抜粋 –
-=-=-=-=-

これらは、事業者側の意見でもありますが事業を営む以上は法令遵守しなければなりません。
しかし、運送事業者で解決できない荷主側に原因がある場合もあります。
トラック運送事業者が処分を受けた場合、荷主も規制する荷主勧告制度があります。

 

地方適正化実施機関の苦情対応

巡回指導以外にも地方適正化実施機関の役割の一つに苦情の対応があります。
以下は、貨物自動車運送事業法の条文です。

(苦情の解決)

 

第三十九条の二 地方実施機関は、貨物自動車運送事業者又は荷主から貨物自動車運送事業に関する苦情について解決の申出があったときは、その相談に応じ、申出人に必要な助言をし、当該苦情に係る事情を調査するとともに、当該申出の対象となった貨物自動車運送事業者に対し当該苦情の内容を通知してその迅速な処理を求めなければならない。
2 地方実施機関は、前項の申出に係る苦情の解決について必要があると認めるときは、当該申出の対象となった貨物自動車運送事業者に対し、文書若しくは口頭による説明又は資料の提出を求めることができる。
3 貨物自動車運送事業者は、地方実施機関から前項の規定による求めがあったときは、正当な理由がないのに、これを拒んではならない。

-=-=-=-=-

やること –
- a) 苦情対応についての抜粋のうち、「これらは、事業者側の意見でも」から始まり「巡回指導以外にも地方適正化実施機関の役割の一つに苦情の対応があります。」で終わる部分を、一字一句違えずに書き写してもらえますか。
- b) 苦情対応についての抜粋の最後の文に続けて、その先を書いてもらえますか。
次のデータは、この抜粋とは別の出典から取られたものです。

記録データ –
-=-=-=-=-

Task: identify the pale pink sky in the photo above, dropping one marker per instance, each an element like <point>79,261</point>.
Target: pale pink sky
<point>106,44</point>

-=-=-=-=-

各問の解答 –
- a)
これらは、事業者側の意見でもありますが事業を営む以上は法令遵守しなければなりません。
しかし、運送事業者で解決できない荷主側に原因がある場合もあります。
トラック運送事業者が処分を受けた場合、荷主も規制する荷主勧告制度があります。

 

地方適正化実施機関の苦情対応

巡回指導以外にも地方適正化実施機関の役割の一つに苦情の対応があります。

- b)
4 地方実施機関は、第一項の申出、当該苦情に係る事情及びその解決の結果について貨物自動車運送事業者に周知させなければならない。

 

監査で行政処分を受けると出来なくなること

「自動車運送事業監査規則」「自動車運送事業の監査方針」により監査が行われ、法に定められた事項に違反する場合には、「貨物自動車運送事業者に対する行政処分等の基準について」により行政処分が行われます。
ここでは、トラック運送事業者に対する自動車運送事業の監査方針について解説します。

 

事業の拡大を伴う事業計画変更の制限

処分を受けることがなくなった日以降6カ月間(悪質な違反の場合は1年間)

  1. 営業所や車庫の新設、増設(収容能力の拡大)
  2. 増車
  3. 行政処分を受けた営業所の車両を他の営業所や密接な関係のある法人等へ移動する事

 

認可申請の制限には、行政処分を受けていなくても申請日前3ヶ月間又は申請日以降に、当該申請に係る営業所に関して、自らの責による重大事故を発生させていないこと。となっている。

 

行政処分の種類

行政処分は軽微なものから順に以下のとおり。

  1. 自動車その他の輸送施設の使用停止処分
  2. 事業の全部又は一部の停止処分
  3. 許可取消処分

行政処分に至らないものは、軽微なものから順に、勧告警告がある

 

行政処分の用語

初違反

違反を確認した日から過去3年以内に同一営業所において同一の違反による行政処分等がない場合における違反。

 

再違反

違反を確認した日から過去3年以内に同一営業所において同一の違反による行政処分等を1度受けている場合の違反。ただし、過積載による運送の引受けに係る違反行為の場合は、当該過積載違反を行った日から過去3年以内に同一営業所において過積載違反を1度行っている場合の当該過積載違反をいう。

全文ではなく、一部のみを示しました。